ASSIGNMENT:
Return exactly the lines below, starting with the one that has "# put one marker on each instance of the monkey's face" and going on through the one that has "# put one marker on each instance of the triangular".

AVAILABLE DATA:

((

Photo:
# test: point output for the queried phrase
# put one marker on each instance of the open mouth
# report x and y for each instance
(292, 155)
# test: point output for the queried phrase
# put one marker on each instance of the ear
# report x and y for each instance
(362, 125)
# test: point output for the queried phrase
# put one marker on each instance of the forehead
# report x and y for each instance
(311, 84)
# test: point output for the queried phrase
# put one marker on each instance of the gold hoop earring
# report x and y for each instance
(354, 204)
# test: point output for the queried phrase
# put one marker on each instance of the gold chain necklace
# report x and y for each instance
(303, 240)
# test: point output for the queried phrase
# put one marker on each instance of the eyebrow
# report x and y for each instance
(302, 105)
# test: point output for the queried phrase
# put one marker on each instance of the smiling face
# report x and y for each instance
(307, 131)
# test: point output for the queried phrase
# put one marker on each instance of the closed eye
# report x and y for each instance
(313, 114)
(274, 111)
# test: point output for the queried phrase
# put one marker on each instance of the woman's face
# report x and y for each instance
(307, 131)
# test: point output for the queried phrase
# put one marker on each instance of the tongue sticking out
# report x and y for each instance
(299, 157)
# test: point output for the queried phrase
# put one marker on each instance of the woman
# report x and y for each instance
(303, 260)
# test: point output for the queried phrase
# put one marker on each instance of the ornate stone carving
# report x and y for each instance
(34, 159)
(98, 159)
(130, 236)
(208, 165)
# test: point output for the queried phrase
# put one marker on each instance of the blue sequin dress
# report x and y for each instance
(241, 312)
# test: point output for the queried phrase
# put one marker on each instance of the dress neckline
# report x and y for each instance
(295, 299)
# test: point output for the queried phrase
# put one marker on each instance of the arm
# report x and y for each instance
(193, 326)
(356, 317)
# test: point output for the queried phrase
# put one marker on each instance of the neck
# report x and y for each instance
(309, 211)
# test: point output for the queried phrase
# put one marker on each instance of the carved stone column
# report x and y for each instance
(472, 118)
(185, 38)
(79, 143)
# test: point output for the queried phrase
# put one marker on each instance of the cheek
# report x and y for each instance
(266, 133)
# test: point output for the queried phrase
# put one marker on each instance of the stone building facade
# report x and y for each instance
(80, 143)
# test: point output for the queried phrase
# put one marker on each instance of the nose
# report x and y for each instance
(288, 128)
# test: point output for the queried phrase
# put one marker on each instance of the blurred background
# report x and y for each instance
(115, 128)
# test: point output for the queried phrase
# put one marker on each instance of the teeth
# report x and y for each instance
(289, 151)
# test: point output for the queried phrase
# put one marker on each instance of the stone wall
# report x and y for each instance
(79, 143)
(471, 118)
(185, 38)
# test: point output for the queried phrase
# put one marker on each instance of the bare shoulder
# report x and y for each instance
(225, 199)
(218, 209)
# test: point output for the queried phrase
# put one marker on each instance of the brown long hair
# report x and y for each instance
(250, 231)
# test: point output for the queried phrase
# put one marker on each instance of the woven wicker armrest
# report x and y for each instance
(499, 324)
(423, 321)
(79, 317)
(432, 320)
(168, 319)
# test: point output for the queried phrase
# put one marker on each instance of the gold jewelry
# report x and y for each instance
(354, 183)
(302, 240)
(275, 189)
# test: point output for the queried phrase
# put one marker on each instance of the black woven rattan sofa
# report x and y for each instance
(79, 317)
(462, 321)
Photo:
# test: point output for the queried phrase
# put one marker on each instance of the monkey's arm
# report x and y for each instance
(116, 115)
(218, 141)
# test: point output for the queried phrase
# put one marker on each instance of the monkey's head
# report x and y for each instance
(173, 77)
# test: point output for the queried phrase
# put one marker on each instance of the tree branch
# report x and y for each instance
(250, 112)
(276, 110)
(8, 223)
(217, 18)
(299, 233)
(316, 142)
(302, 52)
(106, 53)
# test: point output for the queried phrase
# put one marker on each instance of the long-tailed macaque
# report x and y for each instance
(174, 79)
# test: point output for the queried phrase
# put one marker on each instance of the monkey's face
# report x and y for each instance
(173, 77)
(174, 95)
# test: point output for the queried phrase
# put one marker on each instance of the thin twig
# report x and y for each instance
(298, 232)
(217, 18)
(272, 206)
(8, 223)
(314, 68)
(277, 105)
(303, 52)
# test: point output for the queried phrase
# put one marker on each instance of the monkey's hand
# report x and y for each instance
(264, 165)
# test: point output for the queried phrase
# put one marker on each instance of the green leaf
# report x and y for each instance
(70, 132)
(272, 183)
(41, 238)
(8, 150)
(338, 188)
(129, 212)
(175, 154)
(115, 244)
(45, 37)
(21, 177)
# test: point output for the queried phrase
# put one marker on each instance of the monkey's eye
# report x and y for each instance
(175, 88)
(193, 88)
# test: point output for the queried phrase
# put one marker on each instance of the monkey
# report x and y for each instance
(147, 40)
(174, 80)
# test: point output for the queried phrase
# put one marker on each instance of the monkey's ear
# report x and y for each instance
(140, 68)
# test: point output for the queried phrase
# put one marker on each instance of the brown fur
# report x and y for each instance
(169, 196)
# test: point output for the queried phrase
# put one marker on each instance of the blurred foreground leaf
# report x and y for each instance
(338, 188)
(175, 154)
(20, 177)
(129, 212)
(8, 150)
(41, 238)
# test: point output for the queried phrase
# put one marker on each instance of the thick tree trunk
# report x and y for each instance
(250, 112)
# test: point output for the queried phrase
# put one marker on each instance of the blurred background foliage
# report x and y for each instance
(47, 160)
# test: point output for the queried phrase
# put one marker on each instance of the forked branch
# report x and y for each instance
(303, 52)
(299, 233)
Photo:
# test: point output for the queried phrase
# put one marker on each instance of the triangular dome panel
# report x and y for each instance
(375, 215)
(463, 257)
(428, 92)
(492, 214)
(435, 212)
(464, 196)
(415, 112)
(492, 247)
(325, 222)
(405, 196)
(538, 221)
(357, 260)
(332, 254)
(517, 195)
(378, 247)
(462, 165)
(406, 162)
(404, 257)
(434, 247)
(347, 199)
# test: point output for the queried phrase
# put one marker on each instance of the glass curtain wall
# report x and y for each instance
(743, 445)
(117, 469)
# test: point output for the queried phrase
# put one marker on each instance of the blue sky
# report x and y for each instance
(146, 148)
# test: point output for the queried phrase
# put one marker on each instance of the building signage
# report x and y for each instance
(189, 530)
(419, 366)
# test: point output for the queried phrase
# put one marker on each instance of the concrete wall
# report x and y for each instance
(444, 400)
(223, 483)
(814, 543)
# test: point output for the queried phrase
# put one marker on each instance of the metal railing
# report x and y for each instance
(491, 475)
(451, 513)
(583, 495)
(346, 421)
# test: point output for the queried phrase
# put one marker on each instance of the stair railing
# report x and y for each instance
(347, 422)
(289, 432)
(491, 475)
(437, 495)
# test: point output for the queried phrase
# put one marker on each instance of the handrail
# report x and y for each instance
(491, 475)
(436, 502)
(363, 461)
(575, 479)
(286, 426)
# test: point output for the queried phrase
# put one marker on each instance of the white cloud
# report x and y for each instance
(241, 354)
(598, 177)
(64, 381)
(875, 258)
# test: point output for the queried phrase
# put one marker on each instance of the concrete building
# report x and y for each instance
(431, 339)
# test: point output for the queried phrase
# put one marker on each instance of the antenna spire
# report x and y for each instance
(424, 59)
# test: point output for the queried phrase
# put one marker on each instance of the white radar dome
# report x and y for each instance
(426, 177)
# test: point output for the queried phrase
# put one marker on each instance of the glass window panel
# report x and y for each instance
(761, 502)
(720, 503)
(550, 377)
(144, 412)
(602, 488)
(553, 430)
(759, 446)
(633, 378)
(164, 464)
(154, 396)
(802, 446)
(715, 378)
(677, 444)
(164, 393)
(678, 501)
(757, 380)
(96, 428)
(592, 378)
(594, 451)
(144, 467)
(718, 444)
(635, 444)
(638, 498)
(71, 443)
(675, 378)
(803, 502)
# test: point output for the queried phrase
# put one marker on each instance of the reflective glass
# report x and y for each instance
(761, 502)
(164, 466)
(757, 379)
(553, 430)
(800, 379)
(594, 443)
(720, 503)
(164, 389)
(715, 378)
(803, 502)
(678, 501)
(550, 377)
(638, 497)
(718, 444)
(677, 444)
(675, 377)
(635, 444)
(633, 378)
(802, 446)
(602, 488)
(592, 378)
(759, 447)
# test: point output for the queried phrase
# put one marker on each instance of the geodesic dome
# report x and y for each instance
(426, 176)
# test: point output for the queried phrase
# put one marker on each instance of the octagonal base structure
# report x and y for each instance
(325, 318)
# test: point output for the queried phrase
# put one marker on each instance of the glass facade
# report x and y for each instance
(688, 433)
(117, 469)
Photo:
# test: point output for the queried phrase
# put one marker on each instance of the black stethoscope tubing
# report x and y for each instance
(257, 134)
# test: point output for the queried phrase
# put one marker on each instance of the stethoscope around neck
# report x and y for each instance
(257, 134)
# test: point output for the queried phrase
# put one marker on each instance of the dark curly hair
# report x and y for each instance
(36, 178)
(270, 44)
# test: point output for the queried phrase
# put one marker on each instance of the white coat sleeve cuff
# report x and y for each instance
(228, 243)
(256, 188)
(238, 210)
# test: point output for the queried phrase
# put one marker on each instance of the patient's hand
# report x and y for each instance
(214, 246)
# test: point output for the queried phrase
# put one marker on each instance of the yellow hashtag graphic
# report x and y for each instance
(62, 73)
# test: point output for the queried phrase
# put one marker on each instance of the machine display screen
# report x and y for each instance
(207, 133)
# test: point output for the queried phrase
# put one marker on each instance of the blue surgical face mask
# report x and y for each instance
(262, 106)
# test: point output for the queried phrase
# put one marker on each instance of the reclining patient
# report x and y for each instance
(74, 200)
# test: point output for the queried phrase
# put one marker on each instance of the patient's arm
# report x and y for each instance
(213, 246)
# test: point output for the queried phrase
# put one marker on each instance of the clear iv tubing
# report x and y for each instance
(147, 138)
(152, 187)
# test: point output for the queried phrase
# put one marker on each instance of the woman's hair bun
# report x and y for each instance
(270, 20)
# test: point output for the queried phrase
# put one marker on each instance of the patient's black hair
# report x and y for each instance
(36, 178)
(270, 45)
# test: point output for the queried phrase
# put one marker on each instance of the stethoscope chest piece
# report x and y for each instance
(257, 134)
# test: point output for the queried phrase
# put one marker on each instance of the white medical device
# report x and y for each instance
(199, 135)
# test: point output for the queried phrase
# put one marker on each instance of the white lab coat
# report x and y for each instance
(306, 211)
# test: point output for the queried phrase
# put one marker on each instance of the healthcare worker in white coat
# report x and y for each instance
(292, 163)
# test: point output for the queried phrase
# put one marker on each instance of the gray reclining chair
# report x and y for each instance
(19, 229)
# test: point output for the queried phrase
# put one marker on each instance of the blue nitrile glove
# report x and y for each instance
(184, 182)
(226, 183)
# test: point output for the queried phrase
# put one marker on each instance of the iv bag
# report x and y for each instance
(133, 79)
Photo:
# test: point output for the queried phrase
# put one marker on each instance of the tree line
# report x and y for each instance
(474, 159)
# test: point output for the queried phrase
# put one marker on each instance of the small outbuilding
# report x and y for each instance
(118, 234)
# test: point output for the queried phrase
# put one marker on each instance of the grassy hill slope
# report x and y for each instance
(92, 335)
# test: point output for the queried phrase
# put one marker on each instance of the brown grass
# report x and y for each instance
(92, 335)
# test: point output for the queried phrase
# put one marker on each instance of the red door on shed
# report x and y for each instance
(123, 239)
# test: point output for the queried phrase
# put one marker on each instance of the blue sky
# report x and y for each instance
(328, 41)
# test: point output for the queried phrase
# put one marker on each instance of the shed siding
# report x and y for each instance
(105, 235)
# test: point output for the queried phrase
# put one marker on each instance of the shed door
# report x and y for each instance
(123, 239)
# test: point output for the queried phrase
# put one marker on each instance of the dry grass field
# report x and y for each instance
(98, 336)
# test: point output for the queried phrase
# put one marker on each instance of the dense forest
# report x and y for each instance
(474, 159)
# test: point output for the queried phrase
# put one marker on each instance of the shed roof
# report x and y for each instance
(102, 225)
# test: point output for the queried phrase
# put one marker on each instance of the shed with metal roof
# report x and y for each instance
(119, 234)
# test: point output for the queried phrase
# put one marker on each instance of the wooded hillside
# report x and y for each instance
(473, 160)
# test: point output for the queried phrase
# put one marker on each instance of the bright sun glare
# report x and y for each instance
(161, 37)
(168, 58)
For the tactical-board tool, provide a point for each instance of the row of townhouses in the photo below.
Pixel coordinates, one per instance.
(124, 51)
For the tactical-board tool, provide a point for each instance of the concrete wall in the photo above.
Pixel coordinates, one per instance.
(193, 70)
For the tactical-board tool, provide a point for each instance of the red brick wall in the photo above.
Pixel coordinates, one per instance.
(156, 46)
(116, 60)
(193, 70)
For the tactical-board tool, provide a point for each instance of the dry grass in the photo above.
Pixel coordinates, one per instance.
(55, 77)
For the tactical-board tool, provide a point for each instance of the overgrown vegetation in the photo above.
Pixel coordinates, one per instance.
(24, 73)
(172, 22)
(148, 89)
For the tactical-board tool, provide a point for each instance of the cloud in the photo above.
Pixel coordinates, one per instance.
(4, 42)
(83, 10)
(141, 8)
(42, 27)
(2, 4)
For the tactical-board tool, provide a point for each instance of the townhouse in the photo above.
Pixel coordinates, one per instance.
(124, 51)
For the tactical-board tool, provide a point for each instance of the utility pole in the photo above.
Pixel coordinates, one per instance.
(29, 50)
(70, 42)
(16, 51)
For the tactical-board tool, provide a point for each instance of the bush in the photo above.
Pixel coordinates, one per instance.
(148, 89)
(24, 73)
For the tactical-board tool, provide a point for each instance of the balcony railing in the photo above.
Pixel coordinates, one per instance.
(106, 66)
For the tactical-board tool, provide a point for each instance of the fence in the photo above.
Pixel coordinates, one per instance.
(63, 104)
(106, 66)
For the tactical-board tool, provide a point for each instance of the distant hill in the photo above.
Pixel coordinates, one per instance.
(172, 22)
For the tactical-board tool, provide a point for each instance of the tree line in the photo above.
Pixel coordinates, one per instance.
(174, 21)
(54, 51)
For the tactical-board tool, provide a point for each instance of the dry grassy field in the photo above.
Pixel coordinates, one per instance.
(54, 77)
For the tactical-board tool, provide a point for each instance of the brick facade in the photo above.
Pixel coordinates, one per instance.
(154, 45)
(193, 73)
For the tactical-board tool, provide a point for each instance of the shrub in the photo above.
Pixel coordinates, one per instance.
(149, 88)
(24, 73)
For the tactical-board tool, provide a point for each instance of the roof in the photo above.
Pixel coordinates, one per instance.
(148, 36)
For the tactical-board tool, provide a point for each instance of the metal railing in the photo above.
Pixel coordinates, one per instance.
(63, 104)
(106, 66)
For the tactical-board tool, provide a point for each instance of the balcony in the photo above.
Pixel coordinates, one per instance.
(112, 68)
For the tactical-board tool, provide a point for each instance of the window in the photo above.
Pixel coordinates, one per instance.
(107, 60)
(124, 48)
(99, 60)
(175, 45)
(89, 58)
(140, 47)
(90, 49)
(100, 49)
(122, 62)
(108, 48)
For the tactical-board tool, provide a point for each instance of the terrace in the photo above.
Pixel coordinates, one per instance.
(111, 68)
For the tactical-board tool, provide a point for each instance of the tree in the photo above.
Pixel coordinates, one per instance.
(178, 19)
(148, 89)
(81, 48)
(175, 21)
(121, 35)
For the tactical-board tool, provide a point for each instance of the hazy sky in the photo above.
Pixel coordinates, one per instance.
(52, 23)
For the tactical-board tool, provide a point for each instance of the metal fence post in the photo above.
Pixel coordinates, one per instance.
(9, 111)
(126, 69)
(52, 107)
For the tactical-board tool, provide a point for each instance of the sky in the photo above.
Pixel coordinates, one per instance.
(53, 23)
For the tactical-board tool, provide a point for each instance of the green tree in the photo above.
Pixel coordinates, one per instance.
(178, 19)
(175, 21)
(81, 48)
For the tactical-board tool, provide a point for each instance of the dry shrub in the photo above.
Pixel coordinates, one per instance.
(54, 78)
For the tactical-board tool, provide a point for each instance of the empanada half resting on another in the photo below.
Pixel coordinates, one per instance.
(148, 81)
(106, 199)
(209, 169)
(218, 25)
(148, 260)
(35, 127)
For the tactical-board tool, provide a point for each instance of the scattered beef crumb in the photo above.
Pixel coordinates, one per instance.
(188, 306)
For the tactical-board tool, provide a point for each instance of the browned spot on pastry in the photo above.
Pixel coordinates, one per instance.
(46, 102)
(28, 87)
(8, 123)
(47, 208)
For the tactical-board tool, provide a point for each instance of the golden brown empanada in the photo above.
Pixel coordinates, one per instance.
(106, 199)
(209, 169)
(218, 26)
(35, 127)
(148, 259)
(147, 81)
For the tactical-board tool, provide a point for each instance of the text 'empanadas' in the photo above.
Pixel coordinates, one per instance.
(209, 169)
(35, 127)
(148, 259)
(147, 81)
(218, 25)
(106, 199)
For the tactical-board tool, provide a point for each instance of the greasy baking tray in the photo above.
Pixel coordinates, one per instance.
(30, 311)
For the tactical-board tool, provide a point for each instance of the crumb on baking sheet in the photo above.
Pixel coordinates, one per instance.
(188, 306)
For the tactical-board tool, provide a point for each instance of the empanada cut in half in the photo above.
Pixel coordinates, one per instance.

))

ANSWER TO THIS TASK:
# put one marker on each instance of the monkey's face
# report x and y for each instance
(173, 77)
(174, 95)
# test: point output for the queried phrase
# put one marker on each instance of the thin twig
# report x and y for each instance
(298, 232)
(217, 18)
(272, 206)
(8, 223)
(314, 68)
(277, 105)
(303, 52)
# test: point output for the queried phrase
# put one marker on each instance of the monkey's hand
# report x and y for each instance
(264, 165)
# test: point output for the queried phrase
# put one marker on each instance of the green leaf
# report x and y for each instance
(70, 132)
(272, 183)
(41, 238)
(8, 150)
(338, 188)
(129, 212)
(175, 154)
(115, 244)
(45, 37)
(21, 177)
# test: point output for the queried phrase
# put one marker on each instance of the monkey's eye
# report x and y for each instance
(175, 88)
(193, 88)
# test: point output for the queried phrase
# put one marker on each instance of the monkey
# report x and y for each instance
(147, 40)
(174, 80)
# test: point output for the queried phrase
# put one marker on each instance of the monkey's ear
# report x and y for each instance
(140, 68)
# test: point output for the queried phrase
# put one marker on each instance of the brown fur
# report x and y for each instance
(169, 196)
# test: point output for the queried phrase
# put one marker on each instance of the blurred foreground leaf
# report x and y for each instance
(338, 188)
(175, 154)
(20, 177)
(129, 212)
(8, 150)
(41, 238)
# test: point output for the queried phrase
# put one marker on each instance of the thick tree trunk
# report x and y for each instance
(250, 112)
# test: point output for the queried phrase
# put one marker on each instance of the blurred background foliage
# report x and y for each instance
(47, 160)
# test: point output for the queried phrase
# put one marker on each instance of the forked branch
# report x and y for each instance
(303, 52)
(299, 233)
Photo:
# test: point output for the queried phrase
# put one marker on each instance of the triangular dome panel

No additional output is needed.